Дальнейшее развитие событий отражено в отчете следующим образом: «Лишь ночью достигла “Полярная” залива Литке. Когда она зашла в него, наступила полная темнота и пошел густой снег, из-за которого ничего нельзя было разобрать. Русанов думал лечь в дрейф и в море дожидаться утра, но Вылка был иного мнения. Зорко всматриваясь в темноту и прислушиваясь к прибою, уверенно повел он судно в глубь залива. Это его родные берега, здесь прошло его детство и он хорошо знает каждую бухточку. На этих пустынных берегах и могила его матери. Скоро был брошен якорь в каком-то тихом и очень глубоком заливе. Это был южный берег залива Литке» (1945, с. 188).

Фрагменты набора данных для указания
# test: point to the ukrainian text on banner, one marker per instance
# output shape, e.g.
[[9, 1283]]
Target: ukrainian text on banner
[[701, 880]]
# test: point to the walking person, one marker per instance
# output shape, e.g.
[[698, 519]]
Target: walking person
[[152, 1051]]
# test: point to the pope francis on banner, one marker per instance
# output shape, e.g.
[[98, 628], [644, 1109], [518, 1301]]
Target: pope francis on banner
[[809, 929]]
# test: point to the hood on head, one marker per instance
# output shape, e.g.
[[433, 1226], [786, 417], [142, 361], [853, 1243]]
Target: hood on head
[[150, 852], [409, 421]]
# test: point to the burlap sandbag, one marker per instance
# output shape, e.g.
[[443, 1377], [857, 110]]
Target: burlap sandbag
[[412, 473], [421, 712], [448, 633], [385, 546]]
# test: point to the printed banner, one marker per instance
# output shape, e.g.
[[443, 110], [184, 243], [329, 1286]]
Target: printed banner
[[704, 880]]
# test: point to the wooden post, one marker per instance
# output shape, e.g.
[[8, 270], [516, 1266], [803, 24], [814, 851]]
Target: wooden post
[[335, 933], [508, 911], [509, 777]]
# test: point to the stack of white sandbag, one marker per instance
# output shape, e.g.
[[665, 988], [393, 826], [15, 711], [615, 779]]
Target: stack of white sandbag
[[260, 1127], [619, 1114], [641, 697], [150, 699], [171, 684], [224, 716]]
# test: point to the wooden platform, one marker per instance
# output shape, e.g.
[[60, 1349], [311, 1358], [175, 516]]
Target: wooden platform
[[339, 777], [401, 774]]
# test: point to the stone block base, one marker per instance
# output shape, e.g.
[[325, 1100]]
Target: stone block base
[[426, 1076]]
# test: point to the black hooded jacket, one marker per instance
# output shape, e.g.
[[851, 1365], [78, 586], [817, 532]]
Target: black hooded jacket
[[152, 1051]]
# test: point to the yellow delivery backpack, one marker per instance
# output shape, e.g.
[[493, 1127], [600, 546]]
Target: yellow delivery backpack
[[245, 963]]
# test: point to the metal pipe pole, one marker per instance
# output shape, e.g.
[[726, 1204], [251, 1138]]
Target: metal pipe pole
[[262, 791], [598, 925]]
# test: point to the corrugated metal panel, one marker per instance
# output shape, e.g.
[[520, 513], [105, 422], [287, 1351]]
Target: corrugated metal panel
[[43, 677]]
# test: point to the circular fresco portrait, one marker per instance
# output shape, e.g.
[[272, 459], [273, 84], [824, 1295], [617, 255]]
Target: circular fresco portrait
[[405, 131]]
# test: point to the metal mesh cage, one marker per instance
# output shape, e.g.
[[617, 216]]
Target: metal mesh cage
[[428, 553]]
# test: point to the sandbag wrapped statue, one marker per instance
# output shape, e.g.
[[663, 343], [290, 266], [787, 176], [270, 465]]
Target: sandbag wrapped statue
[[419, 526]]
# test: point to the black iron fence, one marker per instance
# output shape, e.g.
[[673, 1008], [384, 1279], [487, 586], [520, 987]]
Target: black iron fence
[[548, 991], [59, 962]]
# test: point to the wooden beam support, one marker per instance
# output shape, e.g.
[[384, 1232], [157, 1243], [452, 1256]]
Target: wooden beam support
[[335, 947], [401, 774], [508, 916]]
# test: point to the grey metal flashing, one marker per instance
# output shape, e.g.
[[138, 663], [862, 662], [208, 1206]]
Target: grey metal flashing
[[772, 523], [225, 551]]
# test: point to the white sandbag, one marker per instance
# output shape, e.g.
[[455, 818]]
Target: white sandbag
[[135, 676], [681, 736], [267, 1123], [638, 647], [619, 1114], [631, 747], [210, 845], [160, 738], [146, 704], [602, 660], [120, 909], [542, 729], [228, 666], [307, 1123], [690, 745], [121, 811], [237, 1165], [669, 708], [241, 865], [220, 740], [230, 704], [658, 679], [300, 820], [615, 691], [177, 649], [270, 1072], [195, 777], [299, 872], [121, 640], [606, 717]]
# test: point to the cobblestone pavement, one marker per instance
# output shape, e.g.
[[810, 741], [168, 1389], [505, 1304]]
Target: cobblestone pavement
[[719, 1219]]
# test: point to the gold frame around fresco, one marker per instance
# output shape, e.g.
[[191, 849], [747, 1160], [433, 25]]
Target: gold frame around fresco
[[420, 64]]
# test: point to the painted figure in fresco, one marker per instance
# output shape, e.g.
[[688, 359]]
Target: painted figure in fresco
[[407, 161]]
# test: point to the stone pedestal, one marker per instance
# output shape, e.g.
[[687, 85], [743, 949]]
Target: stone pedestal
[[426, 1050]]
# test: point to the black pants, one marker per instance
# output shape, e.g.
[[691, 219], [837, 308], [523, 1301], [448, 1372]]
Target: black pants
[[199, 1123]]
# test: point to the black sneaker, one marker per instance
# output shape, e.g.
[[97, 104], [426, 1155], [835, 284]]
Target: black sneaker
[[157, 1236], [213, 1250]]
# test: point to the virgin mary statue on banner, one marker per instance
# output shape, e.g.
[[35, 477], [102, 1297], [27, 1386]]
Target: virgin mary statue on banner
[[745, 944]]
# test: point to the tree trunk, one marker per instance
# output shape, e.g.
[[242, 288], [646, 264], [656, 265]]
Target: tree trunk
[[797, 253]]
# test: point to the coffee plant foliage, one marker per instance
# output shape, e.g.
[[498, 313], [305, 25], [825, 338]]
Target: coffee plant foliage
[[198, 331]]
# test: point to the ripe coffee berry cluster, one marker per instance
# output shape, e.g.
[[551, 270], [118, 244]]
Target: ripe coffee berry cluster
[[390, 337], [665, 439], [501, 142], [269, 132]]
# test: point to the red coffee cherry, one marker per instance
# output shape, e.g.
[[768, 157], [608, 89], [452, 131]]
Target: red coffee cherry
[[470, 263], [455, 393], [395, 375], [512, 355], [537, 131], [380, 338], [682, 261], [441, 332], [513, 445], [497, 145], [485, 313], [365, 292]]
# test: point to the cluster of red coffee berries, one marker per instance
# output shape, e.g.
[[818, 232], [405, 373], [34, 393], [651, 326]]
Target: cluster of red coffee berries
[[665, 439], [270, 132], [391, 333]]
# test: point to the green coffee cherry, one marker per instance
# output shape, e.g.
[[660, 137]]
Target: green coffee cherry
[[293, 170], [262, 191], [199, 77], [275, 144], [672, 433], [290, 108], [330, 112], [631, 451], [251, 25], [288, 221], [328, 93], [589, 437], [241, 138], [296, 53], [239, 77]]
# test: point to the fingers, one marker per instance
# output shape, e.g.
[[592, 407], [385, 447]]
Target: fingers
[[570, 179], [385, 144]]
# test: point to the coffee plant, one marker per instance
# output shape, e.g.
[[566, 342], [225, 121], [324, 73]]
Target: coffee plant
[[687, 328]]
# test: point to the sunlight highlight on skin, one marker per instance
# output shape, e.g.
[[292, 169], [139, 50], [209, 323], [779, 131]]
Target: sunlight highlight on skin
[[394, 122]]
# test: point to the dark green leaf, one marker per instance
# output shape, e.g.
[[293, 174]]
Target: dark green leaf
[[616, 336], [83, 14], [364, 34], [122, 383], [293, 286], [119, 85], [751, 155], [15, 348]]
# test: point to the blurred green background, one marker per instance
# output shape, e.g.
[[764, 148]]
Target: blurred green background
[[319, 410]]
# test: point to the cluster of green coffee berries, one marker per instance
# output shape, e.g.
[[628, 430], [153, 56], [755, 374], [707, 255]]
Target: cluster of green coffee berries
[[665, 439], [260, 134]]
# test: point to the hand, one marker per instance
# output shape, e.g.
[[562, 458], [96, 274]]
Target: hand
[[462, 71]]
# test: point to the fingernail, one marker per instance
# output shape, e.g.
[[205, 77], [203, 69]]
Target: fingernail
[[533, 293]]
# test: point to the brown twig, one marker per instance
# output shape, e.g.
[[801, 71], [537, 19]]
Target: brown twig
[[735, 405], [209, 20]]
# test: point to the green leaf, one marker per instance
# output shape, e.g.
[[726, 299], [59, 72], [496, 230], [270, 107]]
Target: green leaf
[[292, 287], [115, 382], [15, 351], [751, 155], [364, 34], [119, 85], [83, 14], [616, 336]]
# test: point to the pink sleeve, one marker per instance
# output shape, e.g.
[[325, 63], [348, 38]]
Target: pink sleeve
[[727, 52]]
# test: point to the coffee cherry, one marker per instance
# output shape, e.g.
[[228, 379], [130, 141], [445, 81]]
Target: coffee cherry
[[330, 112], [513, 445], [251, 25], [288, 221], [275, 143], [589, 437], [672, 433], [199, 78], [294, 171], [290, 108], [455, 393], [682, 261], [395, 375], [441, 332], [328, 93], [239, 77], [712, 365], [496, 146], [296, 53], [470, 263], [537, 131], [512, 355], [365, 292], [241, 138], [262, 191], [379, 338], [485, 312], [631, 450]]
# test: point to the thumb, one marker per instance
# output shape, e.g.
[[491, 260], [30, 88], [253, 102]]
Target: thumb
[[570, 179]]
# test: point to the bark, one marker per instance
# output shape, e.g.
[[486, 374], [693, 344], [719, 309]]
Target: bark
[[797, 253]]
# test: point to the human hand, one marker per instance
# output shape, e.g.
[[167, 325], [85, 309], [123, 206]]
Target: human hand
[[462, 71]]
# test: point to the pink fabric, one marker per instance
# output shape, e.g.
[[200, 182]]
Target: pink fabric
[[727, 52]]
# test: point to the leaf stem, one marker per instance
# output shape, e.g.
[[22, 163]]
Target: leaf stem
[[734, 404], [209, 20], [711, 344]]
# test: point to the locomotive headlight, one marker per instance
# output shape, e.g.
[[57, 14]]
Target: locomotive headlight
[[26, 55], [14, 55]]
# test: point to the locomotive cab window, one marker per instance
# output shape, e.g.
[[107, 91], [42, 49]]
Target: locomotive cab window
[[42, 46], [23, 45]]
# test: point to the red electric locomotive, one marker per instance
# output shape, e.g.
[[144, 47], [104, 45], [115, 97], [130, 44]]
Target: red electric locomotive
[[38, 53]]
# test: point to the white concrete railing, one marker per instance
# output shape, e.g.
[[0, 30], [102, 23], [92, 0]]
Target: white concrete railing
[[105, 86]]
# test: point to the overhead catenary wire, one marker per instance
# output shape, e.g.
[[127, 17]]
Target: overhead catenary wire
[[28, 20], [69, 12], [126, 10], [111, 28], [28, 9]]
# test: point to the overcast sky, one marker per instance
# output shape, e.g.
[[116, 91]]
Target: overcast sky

▶ [Цель задания]:
Верните дословно часть отрывка о заходе «Полярной» в залив Литке: от слов «Дальнейшее развитие событий» до слов «(1945, с. 188).» включительно. Материал для работы не понадобится.

▶ [Ответ]:
Дальнейшее развитие событий отражено в отчете следующим образом: «Лишь ночью достигла “Полярная” залива Литке. Когда она зашла в него, наступила полная темнота и пошел густой снег, из-за которого ничего нельзя было разобрать. Русанов думал лечь в дрейф и в море дожидаться утра, но Вылка был иного мнения. Зорко всматриваясь в темноту и прислушиваясь к прибою, уверенно повел он судно в глубь залива. Это его родные берега, здесь прошло его детство и он хорошо знает каждую бухточку. На этих пустынных берегах и могила его матери. Скоро был брошен якорь в каком-то тихом и очень глубоком заливе. Это был южный берег залива Литке» (1945, с. 188).